## Task to carry out
Gather all lines in the listing below that contain the word "every".

## Data extract
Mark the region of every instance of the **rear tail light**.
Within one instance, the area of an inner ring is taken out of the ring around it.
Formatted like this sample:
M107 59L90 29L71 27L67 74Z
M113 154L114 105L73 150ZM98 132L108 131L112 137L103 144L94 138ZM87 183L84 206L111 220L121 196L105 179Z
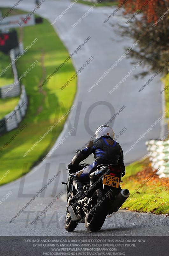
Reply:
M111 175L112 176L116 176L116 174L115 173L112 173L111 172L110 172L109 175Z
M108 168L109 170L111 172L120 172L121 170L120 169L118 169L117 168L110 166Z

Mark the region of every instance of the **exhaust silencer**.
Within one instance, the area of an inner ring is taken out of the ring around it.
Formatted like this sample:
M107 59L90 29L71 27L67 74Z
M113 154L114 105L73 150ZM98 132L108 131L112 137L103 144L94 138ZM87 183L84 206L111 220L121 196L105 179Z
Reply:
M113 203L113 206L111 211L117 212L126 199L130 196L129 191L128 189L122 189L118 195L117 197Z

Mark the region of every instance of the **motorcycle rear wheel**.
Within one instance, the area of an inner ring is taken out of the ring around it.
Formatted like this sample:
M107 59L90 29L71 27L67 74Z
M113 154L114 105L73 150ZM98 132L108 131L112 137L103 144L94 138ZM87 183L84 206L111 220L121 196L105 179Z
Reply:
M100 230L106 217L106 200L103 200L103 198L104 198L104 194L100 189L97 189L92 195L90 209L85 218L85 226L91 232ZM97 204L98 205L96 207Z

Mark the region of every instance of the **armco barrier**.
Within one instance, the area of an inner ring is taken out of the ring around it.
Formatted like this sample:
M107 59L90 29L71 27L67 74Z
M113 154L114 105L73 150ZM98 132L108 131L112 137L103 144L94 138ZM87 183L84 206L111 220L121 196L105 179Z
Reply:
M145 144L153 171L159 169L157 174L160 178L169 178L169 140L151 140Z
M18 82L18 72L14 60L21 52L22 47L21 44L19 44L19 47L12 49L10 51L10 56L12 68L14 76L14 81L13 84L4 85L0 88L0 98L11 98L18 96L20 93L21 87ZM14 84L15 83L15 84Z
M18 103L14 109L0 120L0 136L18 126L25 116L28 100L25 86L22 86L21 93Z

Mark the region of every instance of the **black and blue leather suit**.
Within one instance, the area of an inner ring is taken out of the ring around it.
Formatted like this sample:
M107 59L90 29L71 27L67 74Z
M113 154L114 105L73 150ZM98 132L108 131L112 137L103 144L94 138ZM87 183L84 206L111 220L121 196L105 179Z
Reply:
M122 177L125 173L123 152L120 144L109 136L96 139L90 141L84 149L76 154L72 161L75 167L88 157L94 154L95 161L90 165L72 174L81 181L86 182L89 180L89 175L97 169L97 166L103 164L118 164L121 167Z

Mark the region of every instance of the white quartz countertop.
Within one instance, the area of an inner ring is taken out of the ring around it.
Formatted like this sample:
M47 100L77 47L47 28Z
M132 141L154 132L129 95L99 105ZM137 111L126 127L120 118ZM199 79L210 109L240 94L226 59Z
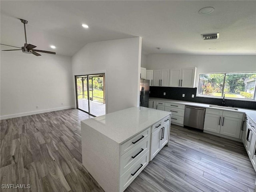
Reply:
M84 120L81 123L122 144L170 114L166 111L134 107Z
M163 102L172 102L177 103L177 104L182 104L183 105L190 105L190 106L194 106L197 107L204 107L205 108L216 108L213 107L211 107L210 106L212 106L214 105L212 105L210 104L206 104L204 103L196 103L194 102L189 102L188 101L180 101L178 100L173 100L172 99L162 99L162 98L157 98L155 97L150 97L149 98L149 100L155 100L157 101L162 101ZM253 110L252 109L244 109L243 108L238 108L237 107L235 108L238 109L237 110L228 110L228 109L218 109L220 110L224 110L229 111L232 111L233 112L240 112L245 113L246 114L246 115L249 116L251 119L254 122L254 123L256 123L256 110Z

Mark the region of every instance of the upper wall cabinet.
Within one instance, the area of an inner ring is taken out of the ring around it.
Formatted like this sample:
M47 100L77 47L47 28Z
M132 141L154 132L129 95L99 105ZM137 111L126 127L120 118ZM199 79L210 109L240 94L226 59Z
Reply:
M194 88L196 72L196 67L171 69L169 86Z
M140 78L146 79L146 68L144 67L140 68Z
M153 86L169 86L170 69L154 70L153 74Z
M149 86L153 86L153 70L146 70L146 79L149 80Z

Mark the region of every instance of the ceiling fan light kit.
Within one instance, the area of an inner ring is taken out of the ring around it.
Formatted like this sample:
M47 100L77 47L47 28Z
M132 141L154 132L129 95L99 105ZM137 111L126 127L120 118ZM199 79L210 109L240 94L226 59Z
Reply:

## Task answer
Mark the region of every instance of the **rear tail light**.
Mark the region of every instance of the **exhaust silencer**.
Mark the region of every instance of the **motorcycle rear wheel**.
Mark the region of every instance of the **armco barrier**.
Mark the region of every instance of the **black and blue leather suit**.
Mark the region of every instance of the white quartz countertop.
Mark the region of every instance of the upper wall cabinet.
Mark the region of every instance of the ceiling fan light kit.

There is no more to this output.